## WHAT THE TASK ASKS
In the review of Father Elijah, what subtitle does the novel carry?

==== PROVIDED TEXT

Like so many of Canada's artistic jewels, Michael O'Brien and his works are not to be found in Toronto and are not regularly featured in the Globe and Mail or on the CBC. This author and painter is based in Combermere, in Ontario's Ottawa Valley, far away from the literary pretensions and jejune aspirations of many of the writers who populate our larger cities. O'Brien's paintings and murals are displayed in churches and museums across North America, and his novel Father Elijah, published last year, has created intellectual ripples felt far beyond this continent.
I do not usually devote this column to the discussion of single books, but this volume, published by the young but brilliant Ignatius Press in San Francisco, is one of the most remarkable works of fiction that I have read in the last decade by a living author. At a time when many Canadian novels play the same tunes with the same instruments, it is a delight to hear something so radically different and so uncluttered, performed in timeless melodies and by an intensely talented musician.
Father Elijah is subtitled An Apocalypse, which immediately places it outside the contemporary Canadian canon. Novels of the end-times and related matters abound in North America but they are usually numbing and clichéd, relying on the comfort food of religious certainties rather than on subtle dialogue and profound plot. This work is different in that O'Brien seems to have used an approaching apocalypse both as a theme in itself and as a vehicle to examine our state and our sorrow. His characters live beyond and outside the story, continuing to take greater form and shape in the reader's mind long after the book has been read. This, surely, is a central sign of successful fiction.

========
==== SUPPLIED MATERIAL

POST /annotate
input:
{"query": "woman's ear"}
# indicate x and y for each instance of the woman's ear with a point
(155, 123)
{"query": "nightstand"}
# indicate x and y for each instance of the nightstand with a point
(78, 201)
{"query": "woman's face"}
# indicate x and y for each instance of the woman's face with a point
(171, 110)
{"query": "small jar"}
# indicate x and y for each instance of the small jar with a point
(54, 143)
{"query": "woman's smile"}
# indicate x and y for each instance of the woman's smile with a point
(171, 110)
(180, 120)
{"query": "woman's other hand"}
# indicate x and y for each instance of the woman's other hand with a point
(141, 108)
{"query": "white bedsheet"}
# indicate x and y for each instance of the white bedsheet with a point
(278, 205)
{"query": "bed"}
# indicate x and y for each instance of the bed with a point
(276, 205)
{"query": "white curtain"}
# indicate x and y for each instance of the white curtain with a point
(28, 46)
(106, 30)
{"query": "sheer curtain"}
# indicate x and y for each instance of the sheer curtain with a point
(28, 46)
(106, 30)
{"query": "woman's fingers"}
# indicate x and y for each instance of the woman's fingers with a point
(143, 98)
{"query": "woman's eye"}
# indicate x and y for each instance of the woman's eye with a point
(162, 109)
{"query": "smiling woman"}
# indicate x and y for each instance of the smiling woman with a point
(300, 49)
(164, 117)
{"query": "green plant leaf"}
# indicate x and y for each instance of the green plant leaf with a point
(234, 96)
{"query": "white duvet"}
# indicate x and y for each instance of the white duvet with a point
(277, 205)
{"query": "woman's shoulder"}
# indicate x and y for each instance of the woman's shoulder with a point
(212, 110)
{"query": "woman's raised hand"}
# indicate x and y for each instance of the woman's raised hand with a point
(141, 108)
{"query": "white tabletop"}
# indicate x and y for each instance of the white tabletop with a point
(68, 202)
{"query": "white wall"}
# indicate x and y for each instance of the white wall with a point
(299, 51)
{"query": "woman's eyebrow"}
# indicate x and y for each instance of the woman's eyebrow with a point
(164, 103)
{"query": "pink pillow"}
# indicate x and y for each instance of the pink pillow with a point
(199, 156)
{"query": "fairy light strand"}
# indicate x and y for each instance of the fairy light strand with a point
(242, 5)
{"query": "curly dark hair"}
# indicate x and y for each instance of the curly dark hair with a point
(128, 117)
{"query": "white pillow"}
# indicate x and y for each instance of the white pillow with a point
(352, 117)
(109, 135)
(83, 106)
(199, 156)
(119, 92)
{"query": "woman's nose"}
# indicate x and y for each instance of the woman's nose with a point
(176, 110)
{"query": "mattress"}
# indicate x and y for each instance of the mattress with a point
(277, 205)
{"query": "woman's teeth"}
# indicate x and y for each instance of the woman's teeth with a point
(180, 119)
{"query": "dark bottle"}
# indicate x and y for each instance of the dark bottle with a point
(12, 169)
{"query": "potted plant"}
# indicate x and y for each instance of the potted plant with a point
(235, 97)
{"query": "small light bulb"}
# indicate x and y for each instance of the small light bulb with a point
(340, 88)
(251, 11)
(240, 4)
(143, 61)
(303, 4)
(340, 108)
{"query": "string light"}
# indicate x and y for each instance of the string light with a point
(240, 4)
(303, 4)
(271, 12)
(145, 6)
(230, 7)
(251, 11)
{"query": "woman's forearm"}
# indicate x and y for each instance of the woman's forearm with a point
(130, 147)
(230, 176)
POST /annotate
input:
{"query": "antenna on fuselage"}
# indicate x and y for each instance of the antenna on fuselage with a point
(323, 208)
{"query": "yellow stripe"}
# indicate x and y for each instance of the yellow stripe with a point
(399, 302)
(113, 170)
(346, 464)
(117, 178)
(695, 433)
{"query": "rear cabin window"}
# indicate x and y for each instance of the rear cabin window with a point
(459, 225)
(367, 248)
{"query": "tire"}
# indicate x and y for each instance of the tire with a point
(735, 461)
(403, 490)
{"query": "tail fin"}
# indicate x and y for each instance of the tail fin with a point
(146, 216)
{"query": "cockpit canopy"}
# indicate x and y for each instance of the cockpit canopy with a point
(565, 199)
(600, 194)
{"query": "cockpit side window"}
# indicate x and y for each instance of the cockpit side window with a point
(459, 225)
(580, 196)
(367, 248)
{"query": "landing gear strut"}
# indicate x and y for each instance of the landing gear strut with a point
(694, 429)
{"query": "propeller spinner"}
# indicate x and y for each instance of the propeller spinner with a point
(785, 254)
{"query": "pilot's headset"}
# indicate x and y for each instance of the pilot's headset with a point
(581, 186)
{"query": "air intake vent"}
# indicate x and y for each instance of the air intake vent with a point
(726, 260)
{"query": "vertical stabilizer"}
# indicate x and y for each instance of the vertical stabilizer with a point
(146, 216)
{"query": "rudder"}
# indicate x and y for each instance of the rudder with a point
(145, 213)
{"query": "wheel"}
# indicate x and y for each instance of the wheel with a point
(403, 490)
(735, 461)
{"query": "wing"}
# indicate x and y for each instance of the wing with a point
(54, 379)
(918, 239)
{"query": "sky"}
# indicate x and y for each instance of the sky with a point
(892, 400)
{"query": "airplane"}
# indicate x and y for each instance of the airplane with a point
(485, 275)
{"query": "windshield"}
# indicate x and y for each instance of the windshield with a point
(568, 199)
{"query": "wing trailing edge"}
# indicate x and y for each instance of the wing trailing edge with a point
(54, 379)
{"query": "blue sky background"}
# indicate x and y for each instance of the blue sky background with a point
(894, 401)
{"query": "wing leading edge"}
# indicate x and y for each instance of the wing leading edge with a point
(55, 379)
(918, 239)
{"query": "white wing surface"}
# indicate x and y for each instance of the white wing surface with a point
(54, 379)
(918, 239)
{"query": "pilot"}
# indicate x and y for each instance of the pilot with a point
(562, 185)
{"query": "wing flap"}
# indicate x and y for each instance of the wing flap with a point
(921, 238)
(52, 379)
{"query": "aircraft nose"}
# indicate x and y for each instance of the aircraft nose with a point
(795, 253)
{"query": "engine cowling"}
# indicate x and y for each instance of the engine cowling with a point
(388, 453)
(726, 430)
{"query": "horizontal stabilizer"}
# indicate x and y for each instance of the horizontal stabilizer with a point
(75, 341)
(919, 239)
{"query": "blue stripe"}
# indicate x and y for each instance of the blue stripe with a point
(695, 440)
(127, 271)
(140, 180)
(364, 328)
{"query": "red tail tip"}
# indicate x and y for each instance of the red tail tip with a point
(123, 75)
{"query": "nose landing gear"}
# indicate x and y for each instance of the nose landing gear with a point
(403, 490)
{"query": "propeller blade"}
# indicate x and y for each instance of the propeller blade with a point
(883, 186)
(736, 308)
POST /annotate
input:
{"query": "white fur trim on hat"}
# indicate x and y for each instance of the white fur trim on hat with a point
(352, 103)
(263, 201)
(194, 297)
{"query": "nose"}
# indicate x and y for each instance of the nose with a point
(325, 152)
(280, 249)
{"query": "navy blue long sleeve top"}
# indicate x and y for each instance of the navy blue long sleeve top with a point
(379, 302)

========

## RESPONSE BELOW
An Apocalypse